THE PROBLEM: Locate the line containing "Expected: a marker on each instance of the blue" in the material below; repeat it and every line after it, exactly as written.

Position identification records:
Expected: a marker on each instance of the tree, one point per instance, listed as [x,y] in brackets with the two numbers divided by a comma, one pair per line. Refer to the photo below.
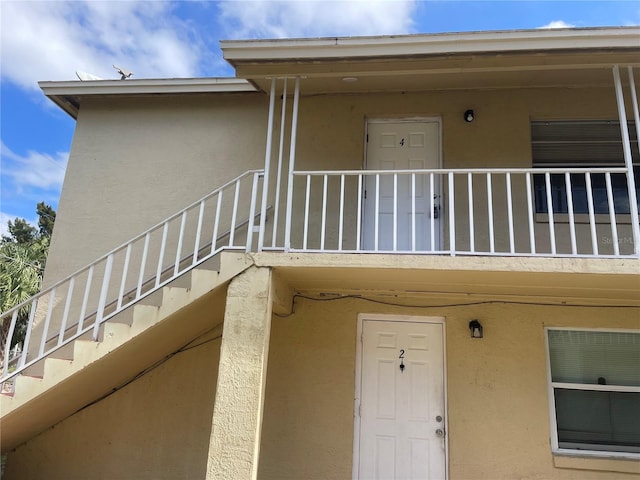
[23,255]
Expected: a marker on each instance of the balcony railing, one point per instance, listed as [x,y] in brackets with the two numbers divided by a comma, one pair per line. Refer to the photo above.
[579,212]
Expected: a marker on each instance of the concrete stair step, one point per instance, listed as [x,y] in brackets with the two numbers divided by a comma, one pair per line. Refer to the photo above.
[203,281]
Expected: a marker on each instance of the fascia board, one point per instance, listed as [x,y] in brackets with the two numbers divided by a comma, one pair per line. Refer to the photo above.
[67,94]
[431,44]
[146,86]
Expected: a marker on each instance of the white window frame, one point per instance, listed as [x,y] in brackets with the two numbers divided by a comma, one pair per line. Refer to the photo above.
[555,447]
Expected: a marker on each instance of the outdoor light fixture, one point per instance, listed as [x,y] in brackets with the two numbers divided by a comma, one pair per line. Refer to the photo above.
[469,116]
[476,329]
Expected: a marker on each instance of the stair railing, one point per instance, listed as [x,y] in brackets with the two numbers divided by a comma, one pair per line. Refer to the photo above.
[78,305]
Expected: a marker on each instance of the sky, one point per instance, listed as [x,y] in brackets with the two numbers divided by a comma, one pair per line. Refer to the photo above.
[51,40]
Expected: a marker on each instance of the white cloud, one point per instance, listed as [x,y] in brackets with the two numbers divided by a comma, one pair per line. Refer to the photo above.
[282,19]
[35,170]
[557,24]
[50,40]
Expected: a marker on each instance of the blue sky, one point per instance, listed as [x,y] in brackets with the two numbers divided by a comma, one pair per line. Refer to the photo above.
[51,40]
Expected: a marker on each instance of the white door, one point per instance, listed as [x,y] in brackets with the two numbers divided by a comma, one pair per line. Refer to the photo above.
[401,426]
[407,207]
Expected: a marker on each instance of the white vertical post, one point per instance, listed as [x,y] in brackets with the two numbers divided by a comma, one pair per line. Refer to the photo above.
[592,216]
[276,210]
[323,228]
[452,216]
[7,344]
[395,212]
[216,224]
[252,211]
[163,246]
[27,338]
[612,214]
[532,233]
[572,222]
[492,242]
[234,214]
[102,301]
[628,160]
[413,212]
[359,214]
[47,321]
[550,220]
[341,225]
[472,233]
[183,222]
[432,212]
[196,245]
[307,195]
[512,248]
[267,172]
[376,219]
[67,306]
[85,299]
[292,164]
[123,280]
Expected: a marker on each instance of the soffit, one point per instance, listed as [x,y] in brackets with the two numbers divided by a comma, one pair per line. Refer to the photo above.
[68,95]
[597,281]
[452,72]
[531,58]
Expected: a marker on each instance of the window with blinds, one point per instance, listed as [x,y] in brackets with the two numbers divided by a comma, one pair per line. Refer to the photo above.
[579,144]
[595,385]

SOLUTION TO THIS PROBLEM:
Expected: a marker on each instance of the blue sky, one point per instance, listed as [x,y] in brackets with the two numbers divided by a comma, one pair per line. Refer to the photo above.
[51,40]
Expected: a marker on each instance of the white door, one point per instance, listed as [x,y] in brackets with the two numbers divided by a comma, one pair per line. Refer to the photo above.
[401,426]
[407,207]
Expected: a marker on each instance of the white vertical post, one point per instance, listed as [x,y] in brackets with the two numbers divided by a comma, one pair per line. Refer to the photo above.
[592,216]
[276,210]
[323,228]
[452,216]
[7,344]
[395,212]
[216,224]
[252,211]
[163,246]
[27,338]
[612,214]
[532,233]
[572,222]
[492,242]
[234,214]
[102,301]
[628,160]
[413,212]
[359,214]
[47,321]
[550,220]
[341,225]
[472,233]
[183,222]
[432,212]
[196,245]
[307,195]
[512,248]
[267,172]
[376,219]
[67,306]
[85,299]
[292,164]
[123,280]
Expected: a marker on each instance of the soffit, one point per instance, listed as [x,y] in brackets with the two numbers divided by a comma, one pair per line. Refer to the photo above.
[68,95]
[597,281]
[452,72]
[531,58]
Expected: a marker on each instance of the window with blinds, one point per instance, listed as [x,y] in brackets with the two numbers divided by a comma, one pair per line. Refer to the photo above.
[579,144]
[595,385]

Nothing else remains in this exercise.